[Point localization data]

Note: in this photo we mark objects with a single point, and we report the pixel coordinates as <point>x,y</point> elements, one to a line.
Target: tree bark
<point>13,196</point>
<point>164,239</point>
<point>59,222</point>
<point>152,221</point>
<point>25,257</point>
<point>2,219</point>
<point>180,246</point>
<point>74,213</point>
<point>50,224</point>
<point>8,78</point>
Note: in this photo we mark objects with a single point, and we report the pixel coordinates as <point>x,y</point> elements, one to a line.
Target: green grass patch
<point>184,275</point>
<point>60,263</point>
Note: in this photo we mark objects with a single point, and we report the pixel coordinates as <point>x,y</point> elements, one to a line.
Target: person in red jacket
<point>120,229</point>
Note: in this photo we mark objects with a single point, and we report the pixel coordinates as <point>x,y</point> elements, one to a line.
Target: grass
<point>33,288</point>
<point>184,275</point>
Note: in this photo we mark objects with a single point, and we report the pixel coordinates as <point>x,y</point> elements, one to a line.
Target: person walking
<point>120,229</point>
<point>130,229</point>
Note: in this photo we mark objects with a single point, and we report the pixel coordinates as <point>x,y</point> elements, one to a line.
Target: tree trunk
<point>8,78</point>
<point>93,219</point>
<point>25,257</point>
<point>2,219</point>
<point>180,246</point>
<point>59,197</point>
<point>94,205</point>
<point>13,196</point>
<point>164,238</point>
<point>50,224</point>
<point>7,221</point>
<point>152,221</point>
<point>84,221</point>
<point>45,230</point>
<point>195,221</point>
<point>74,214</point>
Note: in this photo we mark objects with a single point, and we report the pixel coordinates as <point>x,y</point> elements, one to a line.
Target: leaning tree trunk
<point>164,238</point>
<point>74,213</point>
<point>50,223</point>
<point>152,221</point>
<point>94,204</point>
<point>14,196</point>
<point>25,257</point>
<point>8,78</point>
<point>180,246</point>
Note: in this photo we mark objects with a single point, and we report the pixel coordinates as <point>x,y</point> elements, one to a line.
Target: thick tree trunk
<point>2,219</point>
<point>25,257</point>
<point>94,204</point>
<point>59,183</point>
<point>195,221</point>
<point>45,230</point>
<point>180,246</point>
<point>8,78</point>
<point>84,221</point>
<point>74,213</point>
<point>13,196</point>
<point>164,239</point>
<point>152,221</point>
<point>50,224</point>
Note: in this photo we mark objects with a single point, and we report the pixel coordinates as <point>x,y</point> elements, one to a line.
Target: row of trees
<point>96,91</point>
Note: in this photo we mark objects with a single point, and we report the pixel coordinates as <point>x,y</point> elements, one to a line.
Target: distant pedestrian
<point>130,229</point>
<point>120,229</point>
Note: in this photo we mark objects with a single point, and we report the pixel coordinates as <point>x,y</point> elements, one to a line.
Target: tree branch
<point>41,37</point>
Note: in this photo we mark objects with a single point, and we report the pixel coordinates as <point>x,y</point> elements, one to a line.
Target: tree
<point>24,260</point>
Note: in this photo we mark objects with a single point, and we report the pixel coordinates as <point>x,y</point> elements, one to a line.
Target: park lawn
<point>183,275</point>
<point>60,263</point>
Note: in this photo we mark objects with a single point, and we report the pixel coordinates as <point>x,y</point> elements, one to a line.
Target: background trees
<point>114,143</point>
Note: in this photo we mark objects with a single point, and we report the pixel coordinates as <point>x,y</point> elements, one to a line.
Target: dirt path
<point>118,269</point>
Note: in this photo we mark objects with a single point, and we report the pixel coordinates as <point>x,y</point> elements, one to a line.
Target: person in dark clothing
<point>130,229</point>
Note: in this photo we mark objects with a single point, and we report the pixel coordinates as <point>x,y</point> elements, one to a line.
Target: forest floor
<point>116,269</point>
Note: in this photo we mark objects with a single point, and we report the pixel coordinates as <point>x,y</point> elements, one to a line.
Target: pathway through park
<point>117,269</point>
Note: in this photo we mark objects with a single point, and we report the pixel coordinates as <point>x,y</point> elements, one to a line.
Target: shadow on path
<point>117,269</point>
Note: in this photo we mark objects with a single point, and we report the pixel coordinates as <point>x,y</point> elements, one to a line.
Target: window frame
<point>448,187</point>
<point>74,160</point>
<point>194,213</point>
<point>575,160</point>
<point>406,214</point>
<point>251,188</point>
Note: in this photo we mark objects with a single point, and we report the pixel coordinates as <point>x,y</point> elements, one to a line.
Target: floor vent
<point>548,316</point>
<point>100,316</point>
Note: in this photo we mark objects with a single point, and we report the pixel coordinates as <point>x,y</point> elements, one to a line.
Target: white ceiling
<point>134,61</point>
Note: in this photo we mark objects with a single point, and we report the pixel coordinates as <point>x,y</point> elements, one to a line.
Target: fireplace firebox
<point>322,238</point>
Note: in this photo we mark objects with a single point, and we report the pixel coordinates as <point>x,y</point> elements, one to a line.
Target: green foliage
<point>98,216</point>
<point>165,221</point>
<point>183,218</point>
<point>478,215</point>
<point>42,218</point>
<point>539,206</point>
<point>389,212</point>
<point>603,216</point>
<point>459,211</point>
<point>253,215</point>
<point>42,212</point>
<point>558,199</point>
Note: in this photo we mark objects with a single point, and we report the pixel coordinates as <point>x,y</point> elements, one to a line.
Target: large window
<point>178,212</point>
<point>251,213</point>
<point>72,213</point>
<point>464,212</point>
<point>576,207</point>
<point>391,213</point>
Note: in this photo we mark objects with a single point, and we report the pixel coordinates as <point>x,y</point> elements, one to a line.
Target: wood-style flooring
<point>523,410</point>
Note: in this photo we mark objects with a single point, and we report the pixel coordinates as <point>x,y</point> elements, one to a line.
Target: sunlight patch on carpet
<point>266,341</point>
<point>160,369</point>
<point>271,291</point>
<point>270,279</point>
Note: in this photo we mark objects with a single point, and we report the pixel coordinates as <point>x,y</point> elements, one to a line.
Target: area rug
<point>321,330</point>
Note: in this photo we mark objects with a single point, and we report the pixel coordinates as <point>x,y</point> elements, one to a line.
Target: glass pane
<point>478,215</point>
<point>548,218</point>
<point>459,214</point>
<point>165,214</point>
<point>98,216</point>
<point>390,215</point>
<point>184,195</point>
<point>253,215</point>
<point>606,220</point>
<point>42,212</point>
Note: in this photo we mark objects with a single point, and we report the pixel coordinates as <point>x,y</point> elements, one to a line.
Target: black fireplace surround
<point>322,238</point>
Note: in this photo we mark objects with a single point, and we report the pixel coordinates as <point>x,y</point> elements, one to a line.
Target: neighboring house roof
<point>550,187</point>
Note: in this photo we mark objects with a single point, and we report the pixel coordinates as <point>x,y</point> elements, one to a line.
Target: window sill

Task prompt:
What you return should be the records above, repeated exactly.

Solution to this task:
Note: in this photo we mark objects with a single point, and we report the pixel coordinates as <point>x,y</point> elements, one to a line.
Target: tree bark
<point>13,196</point>
<point>164,239</point>
<point>59,222</point>
<point>152,221</point>
<point>25,257</point>
<point>2,219</point>
<point>180,246</point>
<point>74,213</point>
<point>50,224</point>
<point>8,78</point>
Note: in this photo we mark objects with a single point, and we report the pixel coordinates as <point>x,y</point> elements, one to a line.
Target: green grass patch
<point>184,275</point>
<point>60,263</point>
Note: in this photo we mark objects with a single point, and we report the pixel coordinates as <point>x,y</point> elements, one to a line.
Target: person in red jacket
<point>120,229</point>
Note: in this photo we mark objects with a single point, and we report the pixel coordinates as <point>x,y</point> elements, one to a line.
Target: grass
<point>33,288</point>
<point>184,275</point>
Note: in this photo we mark objects with a single point, and we report the pixel coordinates as <point>x,y</point> elements, one to a line.
Target: person walking
<point>120,229</point>
<point>130,229</point>
Note: in this photo we mark objects with a single point, and we report the pixel coordinates as <point>x,y</point> elements, one to a line.
Target: tree trunk
<point>8,78</point>
<point>93,219</point>
<point>25,257</point>
<point>2,219</point>
<point>180,246</point>
<point>59,197</point>
<point>94,205</point>
<point>13,196</point>
<point>164,238</point>
<point>50,224</point>
<point>7,221</point>
<point>152,221</point>
<point>84,221</point>
<point>45,230</point>
<point>195,221</point>
<point>74,214</point>
Note: in this photo we mark objects with a single point, and we report the pixel coordinates as <point>x,y</point> elements, one to a line.
Target: leaning tree trunk
<point>164,238</point>
<point>74,213</point>
<point>50,223</point>
<point>152,221</point>
<point>94,204</point>
<point>14,196</point>
<point>25,257</point>
<point>8,78</point>
<point>180,246</point>
Note: in this photo we mark objects with a single point, and we report the pixel coordinates as <point>x,y</point> elements, one to a line.
Target: thick tree trunk
<point>2,219</point>
<point>25,257</point>
<point>94,204</point>
<point>59,183</point>
<point>195,221</point>
<point>45,230</point>
<point>180,246</point>
<point>8,78</point>
<point>84,221</point>
<point>74,213</point>
<point>13,196</point>
<point>164,239</point>
<point>152,221</point>
<point>50,224</point>
Note: in this photo we mark objects with a single point, and we report the pixel coordinates as <point>x,y</point> elements, one to a line.
Target: row of trees
<point>96,91</point>
Note: in this photo we mark objects with a single point, and we report the pixel coordinates as <point>x,y</point> elements, one to a line.
Target: distant pedestrian
<point>130,229</point>
<point>120,229</point>
Note: in this photo we mark objects with a single point, and we report the pixel coordinates as <point>x,y</point> elements, one to a line.
Target: tree branch
<point>41,37</point>
Note: in this photo we mark objects with a single point, and we report the pixel coordinates as <point>x,y</point> elements, one to a line.
Target: tree
<point>24,260</point>
Note: in this photo we mark objects with a single point, and we report the pixel coordinates as <point>x,y</point> elements, one to a line.
Target: park lawn
<point>183,275</point>
<point>60,263</point>
Note: in this photo we mark objects with a single point, and we report the pixel coordinates as <point>x,y</point> elements, one to a line.
Target: background trees
<point>114,143</point>
Note: in this photo we mark objects with a single point, and we report the pixel coordinates as <point>x,y</point> elements, one to a line.
Target: dirt path
<point>118,269</point>
Note: in this photo we mark objects with a single point, and we report the pixel coordinates as <point>x,y</point> elements, one to a line.
Target: person in dark clothing
<point>130,229</point>
Note: in this photo we mark objects with a single point, and we report the pixel coordinates as <point>x,y</point> elements, one to a line.
Target: forest floor
<point>116,269</point>
Note: in this photo we mark objects with a single point, and we report the pixel coordinates as <point>x,y</point> elements, one to a line.
Target: pathway through park
<point>117,269</point>
Note: in this photo we mark objects with a single point, and we report the pixel coordinates as <point>x,y</point> elements, one to a line.
Target: shadow on path
<point>117,269</point>
Note: in this photo we mark objects with a single point, and we report the pixel coordinates as <point>x,y</point> elements, one to a line.
Target: window frame
<point>448,187</point>
<point>74,160</point>
<point>194,213</point>
<point>575,160</point>
<point>406,214</point>
<point>251,188</point>
Note: in this photo we mark objects with a single point, and we report the pixel coordinates as <point>x,y</point> elements, one to a line.
Target: floor vent
<point>548,316</point>
<point>100,316</point>
Note: in this photo we mark objects with a single point, and we report the pixel coordinates as <point>x,y</point> elements, one to a line.
Target: white ceiling
<point>134,61</point>
Note: in this photo we mark objects with a single point, and we report the pixel coordinates as <point>x,y</point> elements, one to a line.
Target: fireplace firebox
<point>322,238</point>
Note: in this photo we mark objects with a single point, and we report the pixel coordinates as <point>x,y</point> elements, one to a line.
Target: green foliage
<point>98,216</point>
<point>165,221</point>
<point>183,218</point>
<point>478,215</point>
<point>42,218</point>
<point>539,206</point>
<point>389,212</point>
<point>603,216</point>
<point>459,211</point>
<point>253,215</point>
<point>42,212</point>
<point>558,199</point>
Note: in this photo we mark objects with a single point, and we report the pixel coordinates as <point>x,y</point> elements, one to a line.
Target: large window
<point>178,212</point>
<point>251,213</point>
<point>72,213</point>
<point>464,212</point>
<point>576,207</point>
<point>391,213</point>
Note: in this photo we mark objects with a single point, and we report the pixel coordinates as <point>x,y</point> elements, one to a line.
Target: wood-style flooring
<point>523,410</point>
Note: in this photo we mark objects with a single point, and we report the pixel coordinates as <point>x,y</point> elements, one to a line.
Target: sunlight patch on carpet
<point>266,341</point>
<point>160,369</point>
<point>271,291</point>
<point>270,279</point>
Note: in this photo we mark objects with a single point, and we report the pixel coordinates as <point>x,y</point> elements, one to a line.
Target: area rug
<point>321,330</point>
Note: in this photo we mark objects with a single point, and we report the pixel coordinates as <point>x,y</point> elements, one to a line.
Target: glass pane
<point>478,215</point>
<point>548,218</point>
<point>459,214</point>
<point>165,214</point>
<point>98,216</point>
<point>390,215</point>
<point>184,195</point>
<point>253,215</point>
<point>606,220</point>
<point>42,212</point>
Note: in this photo we mark objects with a single point, and we report the pixel coordinates as <point>x,y</point> elements, one to a line.
Target: black fireplace surround
<point>322,238</point>
Note: in this photo we mark objects with a single point, and we report the pixel coordinates as <point>x,y</point> elements, one to a line.
Target: neighboring house roof
<point>550,187</point>
Note: in this photo we mark objects with a single point, and we report the pixel coordinates as <point>x,y</point> elements, one to a line.
Target: window sill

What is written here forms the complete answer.